■ Consigne 1
Résumez en deux phrases le texte sur les observatoires astronomiques.
■ Consigne 2
Citez tout le passage du texte sur les observatoires astronomiques qui commence par « L’observatoire de Jaipur » et descend jusqu'à « les énumérations al-Sufi*. ».
■ Consigne 3
Prolongez le texte sur les observatoires astronomiques à partir de l'endroit où il s'arrête.

■ Page
——

« On pouvait se croire revenu au XVIIIe siècle, sous le règne du grand maharajah Jai Singh II, fondateur de la ville moderne de Jaipur, qui était réputé pour la splendeur de sa cour et la sagesse de son gouvernement. »,
Guyatri Devi,
qui fut la dernière maharani de Jaipur.
L’observatoire de Jaipur n’est pas le premier bien sûr. J’ai déjà évoqué celui de Tycho Brahé sur l’île de Hven, construit en 1576. Si celui-ci a disparu, il reste la Tour ronde (Rundetårn) Copenhague, conçue en 1642 sous Christian IV. Plus loin dans le temps, Hipparque (ca 190-120 av. J.-C.) choisit l’île de Rhodes pour le sien.
La culture arabe, à l’acmé de son rayonnement, en construit à Damas, à Bagdad, aux IXe-Xe siècles, à Maragha en Perse en 1260, à Samarkand en 1420, la tour Galata à Istanbul, au Caire, à Cordoue, Tolède…
Beaucoup d’étoiles tiennent leurs noms de cette origine, comme Aldébaran, Altaïr, Bételgeuse… Bon, les énumérations al-Sufi*.
« Mais savez-vous ce qui rend Vénus si jolie de loin ?
C’est qu’elle est fort affreuse de près.
On a vu avec les lunettes d’approche que ce n’était qu’un amas de montagnes beaucoup plus hautes que les nôtres, fort pointues et apparemment fort sèches ;
et, par cette disposition, la surface d’une planète est la plus propre qu’il se puisse à renvoyer la lumière avec beaucoup plus d’éclat et de vivacité. »
Fontenelle, Entretiens sur la pluralité des mondes, 1686.
Pluralité des mondes, voilà un concept qui me plait. Revenons donc à Jaipur. Son observatoire historique n’est pas davantage le plus vieil actif. Le plus ancien observatoire actuel, toujours en activité, est celui de Paris. Il date de 1667.

——

■ Données enregistrées
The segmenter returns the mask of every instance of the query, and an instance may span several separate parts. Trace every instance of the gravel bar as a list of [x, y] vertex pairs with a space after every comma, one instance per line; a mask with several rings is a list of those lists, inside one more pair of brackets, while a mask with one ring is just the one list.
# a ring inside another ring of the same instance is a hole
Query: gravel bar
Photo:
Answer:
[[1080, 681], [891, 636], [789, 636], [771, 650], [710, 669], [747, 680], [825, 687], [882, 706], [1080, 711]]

——

■ Résultat final 1
L'observatoire de Jaipur n'est pas le premier, puisqu'il y eut notamment celui de Tycho Brahé sur l'île de Hven en 1576, la Tour ronde de Copenhague en 1642, celui d'Hipparque à Rhodes et ceux que la culture arabe construisit à Damas, Bagdad, Maragha ou Samarkand. Il n'est pas non plus le plus vieil observatoire actif, car le plus ancien toujours en activité est celui de Paris, qui date de 1667.

■ Résultat final 2
L’observatoire de Jaipur n’est pas le premier bien sûr. J’ai déjà évoqué celui de Tycho Brahé sur l’île de Hven, construit en 1576. Si celui-ci a disparu, il reste la Tour ronde (Rundetårn) Copenhague, conçue en 1642 sous Christian IV. Plus loin dans le temps, Hipparque (ca 190-120 av. J.-C.) choisit l’île de Rhodes pour le sien.
La culture arabe, à l’acmé de son rayonnement, en construit à Damas, à Bagdad, aux IXe-Xe siècles, à Maragha en Perse en 1260, à Samarkand en 1420, la tour Galata à Istanbul, au Caire, à Cordoue, Tolède…
Beaucoup d’étoiles tiennent leurs noms de cette origine, comme Aldébaran, Altaïr, Bételgeuse… Bon, les énumérations al-Sufi*.

■ Résultat final 3
Ce n’est pas non plus le seul construit par Jai Singh II. Il entreprit d’abord de bâtir celui de Delhi en 1724, puis déménagea sa capitale d’Amber à Jaipur, avant de faire élever les observatoires de Vârânasî, Ujjain et Mathura. Néanmoins celui de Jaipur est le plus important et le mieux préservé.
Pour l’heure, nous avons rendez-vous avec Vénus, celle qui apporte la paix des Planètes de Gustav Holst (1874-1934).
Sept planètes pour sept notes, une gamme de couleurs pour sept cycles tonaux (cycles tonanux, c'est redondant, non ?).
Création d'un monde, univers parfait et harmonieux, équilibre de la musique des sphères.
https://artsrtlettres.ning.com/video/holst-venus-from-the-planets-suite
Vénus, l’étoile du Matin, l’étoile du Soir, sera donc notre Berger.
La Tour ronde (1642) à Copenhague
abritait un observatoire astronomique à 35 mètres de haut…
… et sa rampe hélicoïdale
qui permettait d’y acheminer les instruments astronomiques :
Mais revenons à notre observatoire de Jaipur, avec le :
Narivalaya yantra :
Son gnomon pointe vers le pôle, sa circonférence graduée en ghatis (heures) et palas (minutes). Il détermine la position du soleil et donne l’heure locale et l’heure indienne. Ou comment être clair tout en maniant la parabole.
Jai Prakash yantra :
Son invention est due à Jai lui-même. Deux coupes hémisphériques de marbre blanc de 5,5 mètres de diamètre chacune figurent les hémisphères célestes et sont utilisées alternativement d’heure en heure.
Un anneau métallique est tendu en leurs centres, l’ombre y passant permet de calculer l’azimut, le méridien, la distance du zénith, la déclinaison et la longitude du soleil… Impressionnant, même si je n’y entends rien. Mais assurément un des objets les plus beaux et des plus intrigants, tout de marbre blanc.
Et d’une beauté lactée. Séléné se baignant dans l’océan intergalactique…
Et, au clair de la lune, à Jaipur le soir, il suffit de s’installer dans la conque pour faire ses observations célestes nocturnes. Et chercher fortune.
Brihat Samrat yantra :
Un cadran solaire géant ! Un triangle rectangle de 44 mètres de base, s’élevant à 27 mètres de haut à 27°. Et deux cadrans de 15 mètres gradués en heures, minutes, secondes donnant l’heure précise à la demi-seconde près ! Pas sûr que votre réveille-matin soit aussi exact. Ni votre montre à quartz aussi performante, puisqu’on obtient aussi la distance au zénith, la déclinaison et la distance des astres de jour comme de nuit. Une autre structure similaire, le Laghu Samrat yantra (décrit dans la seconde partie de cet article), existe sur le site qui permet de déterminer l’heure solaire.
En juin-juillet il permet toujours de prédire si la mousson sera favorable ou non à de bonnes récoltes ou que la disette s’annonce.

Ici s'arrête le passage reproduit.